__DATASET__

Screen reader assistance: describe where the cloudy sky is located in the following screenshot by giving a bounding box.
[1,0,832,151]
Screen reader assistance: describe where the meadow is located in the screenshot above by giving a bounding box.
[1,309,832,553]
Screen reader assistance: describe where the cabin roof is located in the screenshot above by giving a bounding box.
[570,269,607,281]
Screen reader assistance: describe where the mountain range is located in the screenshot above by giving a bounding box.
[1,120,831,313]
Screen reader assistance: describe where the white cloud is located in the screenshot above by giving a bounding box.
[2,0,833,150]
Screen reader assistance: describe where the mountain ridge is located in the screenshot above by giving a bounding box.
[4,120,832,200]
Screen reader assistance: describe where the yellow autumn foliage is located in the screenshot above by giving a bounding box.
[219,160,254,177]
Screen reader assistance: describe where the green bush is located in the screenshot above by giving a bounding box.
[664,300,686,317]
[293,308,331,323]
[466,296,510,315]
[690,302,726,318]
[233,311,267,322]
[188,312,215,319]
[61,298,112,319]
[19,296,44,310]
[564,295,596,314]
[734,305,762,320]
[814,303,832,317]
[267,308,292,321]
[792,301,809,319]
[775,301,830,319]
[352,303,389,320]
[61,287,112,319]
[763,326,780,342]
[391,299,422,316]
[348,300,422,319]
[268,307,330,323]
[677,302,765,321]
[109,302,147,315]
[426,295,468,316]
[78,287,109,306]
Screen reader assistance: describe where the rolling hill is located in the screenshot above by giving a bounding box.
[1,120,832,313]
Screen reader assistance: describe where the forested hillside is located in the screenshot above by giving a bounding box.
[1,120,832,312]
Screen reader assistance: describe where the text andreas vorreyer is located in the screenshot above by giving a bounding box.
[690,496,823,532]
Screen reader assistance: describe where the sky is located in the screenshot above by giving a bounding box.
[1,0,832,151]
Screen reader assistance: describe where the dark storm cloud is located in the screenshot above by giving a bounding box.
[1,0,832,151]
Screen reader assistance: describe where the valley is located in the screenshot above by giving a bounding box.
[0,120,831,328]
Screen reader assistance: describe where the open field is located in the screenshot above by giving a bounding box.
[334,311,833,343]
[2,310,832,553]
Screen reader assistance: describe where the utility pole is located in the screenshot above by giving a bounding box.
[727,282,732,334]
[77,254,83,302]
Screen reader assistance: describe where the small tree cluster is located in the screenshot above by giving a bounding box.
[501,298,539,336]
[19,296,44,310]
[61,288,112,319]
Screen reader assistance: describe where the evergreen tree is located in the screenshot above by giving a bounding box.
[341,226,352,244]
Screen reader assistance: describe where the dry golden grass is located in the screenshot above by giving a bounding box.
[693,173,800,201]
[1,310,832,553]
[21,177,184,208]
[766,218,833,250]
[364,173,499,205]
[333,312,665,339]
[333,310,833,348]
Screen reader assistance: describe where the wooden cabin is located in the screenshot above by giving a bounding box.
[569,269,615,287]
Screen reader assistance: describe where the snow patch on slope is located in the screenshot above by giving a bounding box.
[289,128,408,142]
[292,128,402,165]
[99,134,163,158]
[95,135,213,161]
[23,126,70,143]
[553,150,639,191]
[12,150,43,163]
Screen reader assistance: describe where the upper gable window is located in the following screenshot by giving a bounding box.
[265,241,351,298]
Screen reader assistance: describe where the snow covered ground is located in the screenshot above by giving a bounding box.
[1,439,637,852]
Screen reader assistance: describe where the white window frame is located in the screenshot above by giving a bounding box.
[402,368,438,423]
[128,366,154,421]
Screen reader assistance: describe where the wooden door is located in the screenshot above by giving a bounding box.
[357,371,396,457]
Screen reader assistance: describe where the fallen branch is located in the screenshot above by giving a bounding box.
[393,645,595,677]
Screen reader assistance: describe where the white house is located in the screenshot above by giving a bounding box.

__WORK TASK__
Take the entries above and transcribe them in full.

__RESULT BELOW__
Screen reader assistance: describe where the cloudy sky is located in the following screenshot by giving a bounding box.
[1,0,832,151]
Screen reader assistance: describe where the meadow is located in the screenshot above by giving a bounding box.
[1,309,832,553]
Screen reader assistance: describe where the cabin roof is located in the screenshot above by giving a bounding box.
[570,269,607,281]
Screen reader assistance: describe where the mountain range is located in the screenshot above by giving a bounding box.
[1,120,831,313]
Screen reader assistance: describe where the white cloud is located in the screenshot above by giving a bounding box.
[2,0,833,150]
Screen reader assistance: describe where the mountain ridge is located in the screenshot above by giving a bounding box.
[4,120,832,200]
Screen reader assistance: describe where the yellow autumn foliage is located in the screenshot above by giving a bounding box.
[219,160,254,177]
Screen reader assistance: describe where the green bush is located in the screenshot above by giving a bounding box.
[664,300,686,317]
[293,308,331,323]
[466,296,510,315]
[690,302,726,318]
[233,311,267,322]
[188,312,215,319]
[61,298,112,319]
[19,296,44,310]
[564,295,596,314]
[734,305,762,320]
[814,303,832,317]
[267,308,292,321]
[792,301,809,319]
[775,301,830,319]
[352,303,389,320]
[61,287,112,319]
[763,326,780,342]
[391,299,422,316]
[348,300,422,319]
[268,307,330,323]
[677,302,765,321]
[109,302,147,315]
[426,295,468,316]
[78,287,109,306]
Screen reader assistance: describe where the rolling hill is located in the screenshot above by giving a bounding box.
[1,120,832,313]
Screen reader assistance: describe where the forested hillside is located in the screenshot above by giving a bounding box.
[1,120,832,312]
Screen reader assistance: describe where the text andreas vorreyer is located in the screenshot above by giving a bounding box.
[690,496,823,532]
Screen reader assistance: describe where the sky is located in the screenshot above by giving a bounding box.
[1,0,832,151]
Screen reader assistance: describe where the dark storm cloud is located in the screenshot above by giving a bounding box.
[1,0,832,151]
Screen reader assistance: describe where the valley is located in the screenshot above by giving a bounding box.
[0,120,831,328]
Screen reader assistance: describe where the open field is located in the screenshot above by giving a bounding box.
[334,311,833,343]
[2,310,832,553]
Screen reader assistance: describe where the utility pole is located in the screenshot above by giving a bounding box.
[727,282,732,334]
[77,254,83,302]
Screen reader assistance: describe where the small tree cluster is located in the screenshot above by giving a bounding box.
[501,298,539,336]
[19,296,44,310]
[61,288,112,319]
Screen reader assistance: describe where the evergreen tree is located in the screenshot above by giving a bounding box.
[341,226,352,244]
Screen reader assistance: describe where the dry golden grass is located in the screenshot above by giving a bounding box.
[693,173,800,201]
[1,310,832,553]
[21,177,184,208]
[766,218,833,250]
[364,173,499,205]
[333,312,665,339]
[333,310,833,348]
Screen reader assistance: describe where the wooden cabin is located in the screenshot above by giving a bounding box.
[569,269,615,287]
Screen reader assistance: describe where the snow patch on slope is located in the screenshot above by giving a bounding box.
[289,128,408,142]
[292,128,402,165]
[99,134,163,158]
[95,135,213,161]
[23,126,70,143]
[553,150,639,191]
[12,150,43,163]
Screen reader assistance: describe where the upper gable window is located in the following screenshot by giving a bounding box.
[265,241,351,298]
Screen reader assistance: describe where the snow covered ground is located in the screenshot above by giving a bounding box.
[1,439,637,852]
Screen reader assistance: describe where the white window frame is located in the screenshot above by giving a bounding box.
[402,368,438,423]
[128,366,154,421]
Screen reader assistance: describe where the wooden door is located in the screenshot above by giving a bounding box.
[357,371,396,457]
Screen reader assistance: describe where the fallen branch is located in the screenshot above by giving a bounding box.
[393,645,595,677]
Screen reader assistance: describe where the white house is located in the screenshot above by giving a bounding box.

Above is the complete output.